Task instructions: Render all of the records below as a numbered list, skipping blank lines and leaving the pictures out of your answer.

Point placement records:
-=-=-
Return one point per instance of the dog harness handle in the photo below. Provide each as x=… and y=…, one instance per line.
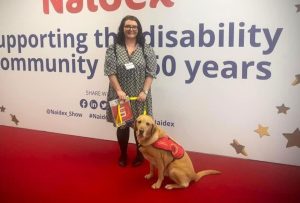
x=119, y=117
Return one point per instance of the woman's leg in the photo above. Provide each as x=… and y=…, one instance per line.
x=139, y=157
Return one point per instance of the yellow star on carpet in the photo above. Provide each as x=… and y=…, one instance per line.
x=240, y=149
x=14, y=119
x=262, y=131
x=297, y=80
x=282, y=109
x=293, y=138
x=298, y=7
x=2, y=108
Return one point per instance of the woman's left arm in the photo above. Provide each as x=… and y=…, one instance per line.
x=147, y=85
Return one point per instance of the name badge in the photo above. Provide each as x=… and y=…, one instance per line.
x=129, y=66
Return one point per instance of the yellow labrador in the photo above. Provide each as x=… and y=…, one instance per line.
x=175, y=163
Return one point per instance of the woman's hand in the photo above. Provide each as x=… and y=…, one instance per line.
x=121, y=94
x=142, y=97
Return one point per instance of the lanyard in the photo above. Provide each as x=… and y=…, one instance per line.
x=119, y=117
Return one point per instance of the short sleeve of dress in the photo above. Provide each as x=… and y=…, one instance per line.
x=110, y=65
x=151, y=61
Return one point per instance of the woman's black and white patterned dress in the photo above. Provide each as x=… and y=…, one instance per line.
x=131, y=81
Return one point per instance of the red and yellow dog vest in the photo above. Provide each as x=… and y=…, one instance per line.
x=166, y=143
-=-=-
Written reply:
1. Return one point per instance of the dog harness handle in the photo below. Provide each as x=… and y=…, one instance per line.
2. x=119, y=117
3. Return one point per instance of the woman's leg in the photo above. Provide each as x=… and y=…, one instance per line.
4. x=139, y=157
5. Return one point per instance of the yellow star on carpet in the photo above. Provide each as x=… and y=…, one instance per line.
6. x=240, y=149
7. x=14, y=119
8. x=262, y=131
9. x=297, y=80
10. x=282, y=109
11. x=293, y=138
12. x=298, y=7
13. x=2, y=108
14. Return one point per instance of the woman's left arm in the photo above. Provide each as x=… and y=…, one instance per line.
15. x=147, y=85
16. Return one point per instance of the name badge in the photo above. Provide each as x=… and y=…, one instance per line.
17. x=129, y=66
18. Return one point per instance of the yellow labrador in the photo above. Provide each as x=… and y=…, one instance per line.
19. x=175, y=163
20. Return one point per instance of the woman's hand in the photo above. Provide each as x=… and y=…, one instance per line.
21. x=121, y=94
22. x=142, y=97
23. Return one point per instance of the lanyard in the photo above. Provide each as x=… and y=…, one instance per line.
24. x=119, y=117
25. Return one point per instance of the short sleeve of dress in the photo above. Provide each as x=… and y=…, one instance per line.
26. x=110, y=65
27. x=151, y=61
28. Return one point per instance of the woman's black and white patterned dress in the photo above. Provide each as x=… and y=…, one instance per line.
29. x=131, y=81
30. Return one point per instance of the red and yellow dog vest in the photo above. Provide each as x=… and y=…, one instance per line.
31. x=166, y=143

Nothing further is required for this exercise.